## PASSAGE FOR REVIEW:
··········

ATTY: No, Your Honor.

ALJ: Okay. So we'll keep the record open. I want to give you the benefit of the doubt. You came to see me before, but you didn't have any records at that time too or very little and so I want to develop the case a bit more because it's an ongoing problem for you and if what you tell me is true that you stay at home most of the time and have all these pains I want to find out what's going on.

CLMT: I do, too. (Tr. at 155-57.)

Despite the assurance of plaintiff's representative that copies of the Primary Care records would be provided, plaintiff failed to provide any treatment records. The ALJ ordered a neurological evaluation, and plaintiff was examined by Dr. Jaojoco on December 17, 2005. (Tr. at 132.) On January 9, the ALJ forwarded a copy of Dr. Jaojoco's evaluation to Richard Shore, plaintiff's attorney, and advised counsel that he could submit "any additional records . . . (including a report from the treating physician)." (Tr. at 108.) Again, no treatment records or reports were submitted.

··········

## WORK TO COMPLETE:
Update the stretch of the hearing excerpt from "Despite the assurance" through "reports were submitted.", putting "orthopedic" wherever "neurological" appears.

## PROVIDED RECORDS:
··········

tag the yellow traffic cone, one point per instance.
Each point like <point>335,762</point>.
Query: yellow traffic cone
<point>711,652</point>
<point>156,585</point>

··········

## RESPONSE TO THE EXERCISE:
Despite the assurance of plaintiff's representative that copies of the Primary Care records would be provided, plaintiff failed to provide any treatment records. The ALJ ordered a orthopedic evaluation, and plaintiff was examined by Dr. Jaojoco on December 17, 2005. (Tr. at 132.) On January 9, the ALJ forwarded a copy of Dr. Jaojoco's evaluation to Richard Shore, plaintiff's attorney, and advised counsel that he could submit "any additional records . . . (including a report from the treating physician)." (Tr. at 108.) Again, no treatment records or reports were submitted.